(Set problem)
Starting at the line that contains "jersey armhole, find", copy each line through the final one exactly as written.

(Data to process)
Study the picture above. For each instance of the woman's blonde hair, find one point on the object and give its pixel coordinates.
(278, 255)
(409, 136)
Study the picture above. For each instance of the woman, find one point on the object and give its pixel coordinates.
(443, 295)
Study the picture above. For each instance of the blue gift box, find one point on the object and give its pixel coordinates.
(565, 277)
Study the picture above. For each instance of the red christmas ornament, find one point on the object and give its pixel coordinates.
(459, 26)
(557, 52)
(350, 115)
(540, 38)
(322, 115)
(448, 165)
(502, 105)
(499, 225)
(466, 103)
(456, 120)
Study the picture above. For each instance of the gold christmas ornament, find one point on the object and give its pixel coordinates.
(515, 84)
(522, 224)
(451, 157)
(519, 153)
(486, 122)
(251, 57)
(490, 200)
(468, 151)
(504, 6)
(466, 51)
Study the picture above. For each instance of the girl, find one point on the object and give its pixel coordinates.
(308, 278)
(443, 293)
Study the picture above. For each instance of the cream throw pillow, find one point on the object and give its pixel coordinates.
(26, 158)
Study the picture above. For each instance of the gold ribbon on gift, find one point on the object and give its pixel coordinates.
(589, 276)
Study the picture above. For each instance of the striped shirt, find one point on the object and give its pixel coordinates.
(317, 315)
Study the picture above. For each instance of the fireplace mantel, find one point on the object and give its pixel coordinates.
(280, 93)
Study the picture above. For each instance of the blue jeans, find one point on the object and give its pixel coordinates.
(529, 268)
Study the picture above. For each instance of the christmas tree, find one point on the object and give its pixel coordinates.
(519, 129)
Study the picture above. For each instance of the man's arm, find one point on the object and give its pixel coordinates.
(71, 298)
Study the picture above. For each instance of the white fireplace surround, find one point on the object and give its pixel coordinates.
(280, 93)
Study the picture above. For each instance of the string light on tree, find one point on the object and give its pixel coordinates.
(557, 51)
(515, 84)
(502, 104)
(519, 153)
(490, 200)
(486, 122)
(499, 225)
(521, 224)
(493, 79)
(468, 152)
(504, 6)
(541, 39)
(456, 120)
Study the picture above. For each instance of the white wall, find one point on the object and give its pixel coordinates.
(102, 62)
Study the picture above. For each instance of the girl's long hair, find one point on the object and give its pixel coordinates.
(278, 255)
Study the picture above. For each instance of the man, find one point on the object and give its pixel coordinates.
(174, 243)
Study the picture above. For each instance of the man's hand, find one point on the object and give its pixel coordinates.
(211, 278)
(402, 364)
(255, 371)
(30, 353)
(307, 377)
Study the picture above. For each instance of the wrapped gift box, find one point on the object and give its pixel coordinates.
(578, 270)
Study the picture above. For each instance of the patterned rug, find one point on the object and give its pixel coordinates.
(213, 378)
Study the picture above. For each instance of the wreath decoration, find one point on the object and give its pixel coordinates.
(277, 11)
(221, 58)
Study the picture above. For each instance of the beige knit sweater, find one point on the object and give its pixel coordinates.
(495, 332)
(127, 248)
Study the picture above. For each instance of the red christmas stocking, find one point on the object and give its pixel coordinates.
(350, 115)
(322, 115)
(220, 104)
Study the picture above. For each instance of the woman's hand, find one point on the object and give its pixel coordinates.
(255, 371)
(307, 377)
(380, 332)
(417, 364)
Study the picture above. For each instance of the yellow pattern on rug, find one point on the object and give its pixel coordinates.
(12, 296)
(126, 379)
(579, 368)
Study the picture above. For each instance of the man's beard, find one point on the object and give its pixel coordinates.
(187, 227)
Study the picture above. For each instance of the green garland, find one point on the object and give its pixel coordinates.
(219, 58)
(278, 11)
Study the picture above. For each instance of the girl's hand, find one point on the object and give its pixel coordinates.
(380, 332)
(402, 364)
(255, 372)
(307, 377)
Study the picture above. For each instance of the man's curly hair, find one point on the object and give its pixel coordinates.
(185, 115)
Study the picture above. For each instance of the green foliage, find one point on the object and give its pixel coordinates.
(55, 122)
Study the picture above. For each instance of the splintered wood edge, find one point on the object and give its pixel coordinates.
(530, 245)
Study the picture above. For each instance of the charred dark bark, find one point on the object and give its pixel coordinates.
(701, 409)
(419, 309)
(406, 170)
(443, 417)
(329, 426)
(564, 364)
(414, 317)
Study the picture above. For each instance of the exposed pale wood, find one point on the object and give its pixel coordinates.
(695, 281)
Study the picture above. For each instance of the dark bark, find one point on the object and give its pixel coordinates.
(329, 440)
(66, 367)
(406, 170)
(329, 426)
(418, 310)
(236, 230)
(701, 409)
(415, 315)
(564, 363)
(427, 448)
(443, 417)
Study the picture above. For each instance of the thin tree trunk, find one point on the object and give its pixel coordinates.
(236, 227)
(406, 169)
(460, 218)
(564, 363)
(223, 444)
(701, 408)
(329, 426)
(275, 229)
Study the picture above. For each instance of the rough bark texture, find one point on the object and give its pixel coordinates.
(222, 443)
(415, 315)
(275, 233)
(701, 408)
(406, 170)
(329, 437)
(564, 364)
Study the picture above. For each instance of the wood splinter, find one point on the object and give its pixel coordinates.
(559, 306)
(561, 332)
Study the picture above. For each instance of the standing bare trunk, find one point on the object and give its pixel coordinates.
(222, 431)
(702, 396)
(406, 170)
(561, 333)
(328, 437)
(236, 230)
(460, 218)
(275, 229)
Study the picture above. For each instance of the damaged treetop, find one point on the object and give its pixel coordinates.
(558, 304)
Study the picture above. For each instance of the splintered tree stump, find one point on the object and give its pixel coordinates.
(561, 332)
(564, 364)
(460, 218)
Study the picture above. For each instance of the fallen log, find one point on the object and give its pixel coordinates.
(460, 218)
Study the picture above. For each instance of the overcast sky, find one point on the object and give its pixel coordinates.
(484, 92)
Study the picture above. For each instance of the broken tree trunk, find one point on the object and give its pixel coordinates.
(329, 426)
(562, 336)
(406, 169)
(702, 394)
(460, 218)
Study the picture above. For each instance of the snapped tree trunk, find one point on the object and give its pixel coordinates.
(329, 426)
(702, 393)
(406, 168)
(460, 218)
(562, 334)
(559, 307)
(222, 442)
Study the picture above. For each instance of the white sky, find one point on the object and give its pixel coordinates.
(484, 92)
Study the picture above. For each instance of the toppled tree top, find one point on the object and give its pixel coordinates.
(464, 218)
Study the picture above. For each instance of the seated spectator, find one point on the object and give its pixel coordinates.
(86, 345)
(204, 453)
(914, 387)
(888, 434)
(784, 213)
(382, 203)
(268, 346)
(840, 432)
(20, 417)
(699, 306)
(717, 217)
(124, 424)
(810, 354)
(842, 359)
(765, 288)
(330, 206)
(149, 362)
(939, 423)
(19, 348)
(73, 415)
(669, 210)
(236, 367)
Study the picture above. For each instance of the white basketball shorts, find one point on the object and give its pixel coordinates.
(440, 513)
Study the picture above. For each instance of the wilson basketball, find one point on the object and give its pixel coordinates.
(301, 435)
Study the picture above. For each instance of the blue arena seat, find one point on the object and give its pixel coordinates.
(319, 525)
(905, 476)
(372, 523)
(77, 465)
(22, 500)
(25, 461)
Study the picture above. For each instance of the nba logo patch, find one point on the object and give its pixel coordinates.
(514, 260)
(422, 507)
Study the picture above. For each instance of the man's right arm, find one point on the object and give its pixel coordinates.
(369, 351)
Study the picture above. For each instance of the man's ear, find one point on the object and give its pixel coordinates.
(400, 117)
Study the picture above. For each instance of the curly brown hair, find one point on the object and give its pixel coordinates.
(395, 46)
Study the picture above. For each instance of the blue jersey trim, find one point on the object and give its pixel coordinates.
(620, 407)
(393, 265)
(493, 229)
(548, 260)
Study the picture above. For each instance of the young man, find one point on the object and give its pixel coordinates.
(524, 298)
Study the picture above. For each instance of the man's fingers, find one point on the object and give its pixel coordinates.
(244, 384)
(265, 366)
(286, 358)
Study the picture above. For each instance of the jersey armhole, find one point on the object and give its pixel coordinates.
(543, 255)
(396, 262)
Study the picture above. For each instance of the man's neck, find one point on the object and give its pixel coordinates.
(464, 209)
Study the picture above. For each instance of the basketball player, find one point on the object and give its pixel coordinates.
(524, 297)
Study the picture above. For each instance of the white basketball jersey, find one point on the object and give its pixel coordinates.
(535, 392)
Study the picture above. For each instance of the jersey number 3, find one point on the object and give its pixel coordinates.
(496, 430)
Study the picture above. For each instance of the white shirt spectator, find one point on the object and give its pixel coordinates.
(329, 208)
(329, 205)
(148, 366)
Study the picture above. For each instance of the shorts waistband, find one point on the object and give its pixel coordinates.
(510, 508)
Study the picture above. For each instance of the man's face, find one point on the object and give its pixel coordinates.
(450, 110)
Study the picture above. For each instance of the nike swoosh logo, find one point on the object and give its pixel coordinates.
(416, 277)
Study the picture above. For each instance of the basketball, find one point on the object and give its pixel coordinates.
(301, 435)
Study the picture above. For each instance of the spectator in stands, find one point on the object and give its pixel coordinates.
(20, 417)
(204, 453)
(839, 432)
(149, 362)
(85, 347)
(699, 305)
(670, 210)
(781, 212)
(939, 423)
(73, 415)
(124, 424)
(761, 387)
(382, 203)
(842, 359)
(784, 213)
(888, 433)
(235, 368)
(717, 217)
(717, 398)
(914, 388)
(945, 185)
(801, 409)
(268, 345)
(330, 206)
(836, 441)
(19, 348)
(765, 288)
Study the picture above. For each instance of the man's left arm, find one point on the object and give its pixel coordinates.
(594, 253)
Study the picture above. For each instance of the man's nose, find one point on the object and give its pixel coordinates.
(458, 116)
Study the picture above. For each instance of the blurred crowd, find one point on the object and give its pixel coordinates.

(Problem solution)
Study the picture above. For each instance of the jersey armhole, find one point on the object and give its pixel coordinates.
(543, 255)
(396, 262)
Study the picture above. For each instance of the man's neck, find one point on the object and give its pixel coordinates.
(464, 209)
Study the picture above. For each instance of the basketball player, find one point on the object and give its pixel coordinates.
(524, 297)
Study the picture above. For each instance of the white basketball jersey, find one point on the object and give its pixel coordinates.
(535, 392)
Study the picture above. For each instance of the jersey number 3, find one point on the object and give its pixel coordinates.
(496, 430)
Study the picture above. For each instance of the white shirt spectator, find one point on the object and give its pixel coordinates.
(329, 208)
(329, 205)
(148, 366)
Study the picture above. For each instance of the shorts waistband, find one point on the object and give its pixel coordinates.
(510, 508)
Study the picture above. For each instance of the man's face, find one point on the object and give its pixel coordinates.
(450, 110)
Study the picture above. For each instance of the nike swoosh logo, find one point on the object and give its pixel coordinates.
(416, 277)
Study the picture above. For each instance of the basketball, find one point on the object and give its pixel coordinates.
(301, 435)
Study the picture above. For each instance of the spectator in stands, find one point on the object and give its pixel coordinates.
(20, 417)
(204, 453)
(839, 432)
(149, 362)
(85, 347)
(699, 305)
(670, 210)
(781, 212)
(939, 423)
(73, 415)
(124, 424)
(761, 387)
(382, 203)
(842, 359)
(784, 213)
(888, 433)
(235, 368)
(717, 217)
(717, 398)
(914, 388)
(945, 185)
(801, 409)
(268, 345)
(330, 206)
(836, 441)
(19, 348)
(765, 288)
Study the picture above. For each instance of the man's left arm, find one point on the object and give its pixel coordinates.
(594, 253)
Study the picture above. For each instance of the man's nose, find one point on the object and give its pixel coordinates.
(458, 116)
Study the picture above. For each instance of the blurred crowd, find one point on the object and give its pixel coordinates.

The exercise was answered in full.